● **TASKS TO PERFORM**
- 1) In the thread on the integration problem, translate this sentence into French: "It's perhaps not the most elegant way to do it, but it's straightforward."
- 2) Answer these from the integration thread:
(a) What formula does the first reply suggest using to rewrite the expression with exponentials?
(b) In the hint that rewrites the cosine power in terms of the double angle, what fraction appears in front of the expanded bracket?
(c) Which formula does the last hint tell the reader to use next?
- 3) Reproduce everything in the integration thread from "How do I go" down to "out for you.".

===== PROVIDED PASSAGE

$$\int_0^{\pi/2}(\cos^{10}x )(\sin 12x )dx$$
I am unable to figure out the trick this question expects me to use. Its not a simple by parts question.
If I denotes the integral then I is also equal to $\int_0 ^{\pi/2}(\sin^{10}x) (\cos 12 x)dx$
Adding the two I's , doesn't yield anything special.
How do I go about solving this problem? What's the trick to immediately recognize the method the integration questions expect me to use?
On
I'd suggest rewriting this with exponentials using Euler's formula; then you just need to multiply it out and trivially integrate the exponentials. It's perhaps not the most elegant way to do it, but it's straightforward. The binomial theorem does most of the work of multiplying it out for you.
On
Hint: $$ \begin{align} \sin x\sin y &= \dfrac12(\cos(y - x) - \cos(y + x)) \\ \cos x\cos y &= \dfrac12(\cos(y + x) - \cos(y - x)) \\ \sin x\cos y &= \dfrac12(\sin(y + x) - \sin(y - x)) \end{align}$$
Also, $$\begin{align} \cos^{10}x\sin 12x &= (\cos^2x)^5\sin 12x \\ &= \left(\dfrac12(\cos 2x + 1)\right)^5\sin 12x \\ &= \dfrac1{32}\left(\cos^52x + 5\cos^42x + 10\cos^32x + 10\cos^2x + 5\cos 2x + 1\right)\sin 12x \end{align}$$ and so on. Using the product-to-sum formulas above and linearity, you should be able to solve the integral.
On
The solution holds in a word: linearise the expression, starting from Euler's formulæ. Here's how to start: \begin{align} \cos^{10}x\,\sin 12 x&=\Bigl(\frac{\mathrm e^{ix}+\mathrm e^{-ix}}{2}\Bigr)^{\!10}\,\frac{\mathrm e^{12ix}+\mathrm e^{-12ix}}{2i}\\ &=\frac{\mathrm e^{10ix}+10\mathrm e^{8ix}+45\mathrm e^{6ix}+\dotsm}{2^{10}}\cdot\frac{\mathrm e^{12ix}+\mathrm e^{-12ix}}{2i} \end{align} Can you proceed?
On
Hint : \begin{eqnarray*} \frac{d}{dx}(\cos^{11}x \cos(11x)) =-11\cos^{10} x \sin x \cos(11 x) - 11 \cos^{11} x \sin(11x). \end{eqnarray*} Now use the $\sin$ addition formula.

==========
===== INFORMATION GIVEN

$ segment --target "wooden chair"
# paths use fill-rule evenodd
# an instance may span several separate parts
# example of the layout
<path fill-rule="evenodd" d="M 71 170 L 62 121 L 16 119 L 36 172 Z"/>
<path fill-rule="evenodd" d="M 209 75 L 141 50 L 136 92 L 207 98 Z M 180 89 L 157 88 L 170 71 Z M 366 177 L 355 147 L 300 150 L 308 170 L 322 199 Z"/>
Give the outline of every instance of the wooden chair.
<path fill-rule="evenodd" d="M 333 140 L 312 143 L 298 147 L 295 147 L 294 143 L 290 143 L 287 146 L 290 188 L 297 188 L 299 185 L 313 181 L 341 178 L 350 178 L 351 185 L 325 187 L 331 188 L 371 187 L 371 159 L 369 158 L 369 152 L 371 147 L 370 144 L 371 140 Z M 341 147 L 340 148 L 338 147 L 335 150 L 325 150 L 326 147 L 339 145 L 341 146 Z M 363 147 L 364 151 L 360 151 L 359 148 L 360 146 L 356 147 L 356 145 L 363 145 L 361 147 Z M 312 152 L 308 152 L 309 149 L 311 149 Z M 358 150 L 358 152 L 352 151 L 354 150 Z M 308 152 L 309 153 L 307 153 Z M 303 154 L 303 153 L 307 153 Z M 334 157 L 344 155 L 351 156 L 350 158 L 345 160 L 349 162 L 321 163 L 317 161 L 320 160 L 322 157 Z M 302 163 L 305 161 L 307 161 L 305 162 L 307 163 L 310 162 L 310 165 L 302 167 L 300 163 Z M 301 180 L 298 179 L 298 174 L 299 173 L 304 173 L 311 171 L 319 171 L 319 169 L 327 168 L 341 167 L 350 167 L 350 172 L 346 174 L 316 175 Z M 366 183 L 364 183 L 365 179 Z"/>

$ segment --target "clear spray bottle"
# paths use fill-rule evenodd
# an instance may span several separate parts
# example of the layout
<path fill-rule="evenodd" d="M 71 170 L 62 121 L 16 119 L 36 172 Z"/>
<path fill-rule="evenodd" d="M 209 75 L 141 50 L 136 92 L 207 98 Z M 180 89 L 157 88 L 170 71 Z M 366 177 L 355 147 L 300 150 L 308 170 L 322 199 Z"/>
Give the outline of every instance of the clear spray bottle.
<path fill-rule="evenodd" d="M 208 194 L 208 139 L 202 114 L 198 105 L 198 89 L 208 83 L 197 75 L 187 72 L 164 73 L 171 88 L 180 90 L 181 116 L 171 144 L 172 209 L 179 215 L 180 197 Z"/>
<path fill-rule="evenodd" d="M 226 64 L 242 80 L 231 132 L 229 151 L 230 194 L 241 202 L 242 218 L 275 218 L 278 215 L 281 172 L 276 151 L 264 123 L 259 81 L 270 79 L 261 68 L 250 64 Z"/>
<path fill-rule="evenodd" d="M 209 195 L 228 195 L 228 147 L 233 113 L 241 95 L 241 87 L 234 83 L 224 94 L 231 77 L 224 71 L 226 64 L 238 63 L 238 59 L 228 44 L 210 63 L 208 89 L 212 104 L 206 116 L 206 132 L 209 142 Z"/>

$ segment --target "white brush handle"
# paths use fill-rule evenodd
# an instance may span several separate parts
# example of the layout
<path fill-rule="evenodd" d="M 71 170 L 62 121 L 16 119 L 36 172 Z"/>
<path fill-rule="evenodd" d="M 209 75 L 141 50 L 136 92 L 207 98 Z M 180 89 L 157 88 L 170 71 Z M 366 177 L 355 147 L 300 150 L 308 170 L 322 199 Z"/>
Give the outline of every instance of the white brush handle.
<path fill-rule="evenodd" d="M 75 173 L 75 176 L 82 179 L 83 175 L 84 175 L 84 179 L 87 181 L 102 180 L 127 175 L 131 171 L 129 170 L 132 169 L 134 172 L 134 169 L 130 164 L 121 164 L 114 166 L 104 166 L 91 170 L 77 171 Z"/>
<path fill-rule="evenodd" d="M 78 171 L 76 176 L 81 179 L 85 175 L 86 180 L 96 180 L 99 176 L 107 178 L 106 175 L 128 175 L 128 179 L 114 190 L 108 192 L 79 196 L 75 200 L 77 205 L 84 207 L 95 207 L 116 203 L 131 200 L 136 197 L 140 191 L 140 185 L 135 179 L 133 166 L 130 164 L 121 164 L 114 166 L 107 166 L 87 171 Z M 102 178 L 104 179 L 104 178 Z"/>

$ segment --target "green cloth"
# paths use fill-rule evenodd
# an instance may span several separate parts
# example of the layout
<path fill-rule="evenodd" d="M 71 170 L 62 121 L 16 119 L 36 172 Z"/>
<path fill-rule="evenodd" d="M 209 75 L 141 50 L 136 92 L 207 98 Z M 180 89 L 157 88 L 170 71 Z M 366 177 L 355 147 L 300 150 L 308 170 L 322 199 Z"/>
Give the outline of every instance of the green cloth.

==========

● **TASK-BY-TASK ANSWERS**
- 1) Ce n'est peut-être pas la manière la plus élégante de procéder, mais c'est simple.

- 2)
(a) Euler's formula
(b) 1/32
(c) The sine addition formula

- 3)
How do I go about solving this problem? What's the trick to immediately recognize the method the integration questions expect me to use?
On
I'd suggest rewriting this with exponentials using Euler's formula; then you just need to multiply it out and trivially integrate the exponentials. It's perhaps not the most elegant way to do it, but it's straightforward. The binomial theorem does most of the work of multiplying it out for you.